● Supplied text:
»»
AROUND ANZAC DAY, a few vet mates marched. My guess would be that about 20 per cent of the local Vietnam veteran population was involved. Knackers and I marched together — it was my second time. We awkwardly talked about the few vets who’d started to have breakdowns over the last two years. They’d ended up in Heidelberg Repatriation Hospital, the psychiatric wing commonly called the mental ward. We couldn’t think of anything more humiliating. I also attended a funeral of a bloke from my battalion, my intake, my age. I knew something of his sad story. It had been a suicide, and it wasn’t the first. Both veterans and their children were taking their own lives. What was happening to people?
The pattern of chest pains was repeated in early August. This time the same doctor sent me for a full cardiac evaluation, and I was given a clean bill of health. I must have been a good actor; the only person linking the pains to anxiety was my wife. My doctor diagnosed exhaustion, told me I looked dreadful, and said I needed a break. He gave me three weeks off work. I went back to work the next day.
««
● Task item: Decide whether each statement agrees with the passage on Anzac Day and chest pains, answering yes or no and quoting the words from the passage that settle it: (a) The narrator was marching on Anzac Day for the first time. (b) The full cardiac evaluation found the narrator healthy. (c) The narrator took the three weeks off work that the doctor gave. Rely on the passage alone.

● Source information:
»»
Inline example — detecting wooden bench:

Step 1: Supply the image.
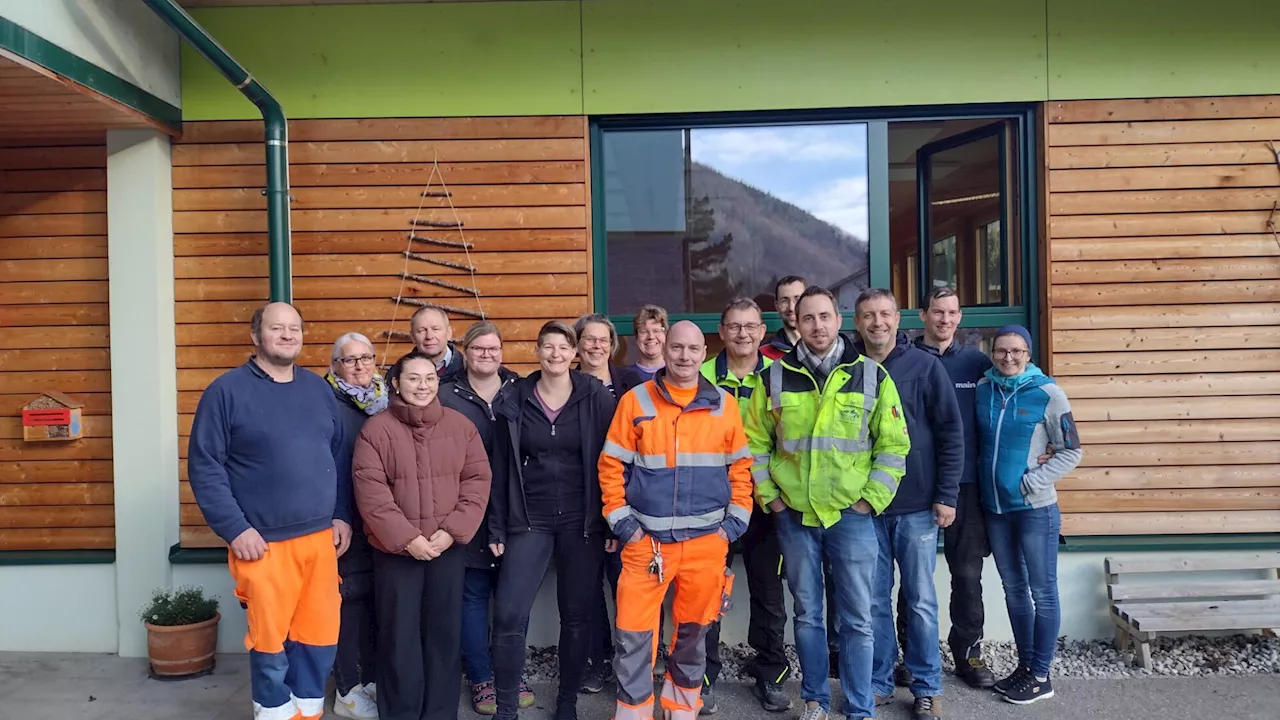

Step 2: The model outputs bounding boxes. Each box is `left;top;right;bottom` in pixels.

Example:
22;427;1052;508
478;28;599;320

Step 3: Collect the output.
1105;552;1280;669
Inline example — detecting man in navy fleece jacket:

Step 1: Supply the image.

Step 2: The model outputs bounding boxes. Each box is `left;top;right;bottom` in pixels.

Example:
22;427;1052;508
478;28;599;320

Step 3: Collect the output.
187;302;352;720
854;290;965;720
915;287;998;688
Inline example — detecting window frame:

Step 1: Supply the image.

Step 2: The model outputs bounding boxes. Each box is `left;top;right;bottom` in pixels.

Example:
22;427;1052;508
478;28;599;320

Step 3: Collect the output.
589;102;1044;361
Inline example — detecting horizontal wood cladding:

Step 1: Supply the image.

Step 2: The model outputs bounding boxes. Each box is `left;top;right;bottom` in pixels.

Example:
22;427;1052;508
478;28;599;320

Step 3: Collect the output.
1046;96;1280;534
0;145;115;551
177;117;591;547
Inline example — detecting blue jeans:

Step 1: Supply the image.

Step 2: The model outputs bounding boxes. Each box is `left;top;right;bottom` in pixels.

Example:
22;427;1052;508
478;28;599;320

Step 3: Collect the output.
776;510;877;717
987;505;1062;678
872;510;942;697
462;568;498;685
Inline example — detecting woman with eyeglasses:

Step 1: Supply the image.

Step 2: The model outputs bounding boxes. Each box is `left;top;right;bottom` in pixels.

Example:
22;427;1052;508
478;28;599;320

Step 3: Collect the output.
««
● Answer for this exercise:
(a) No: "it was my second time."
(b) Yes: "I was given a clean bill of health."
(c) No: "I went back to work the next day."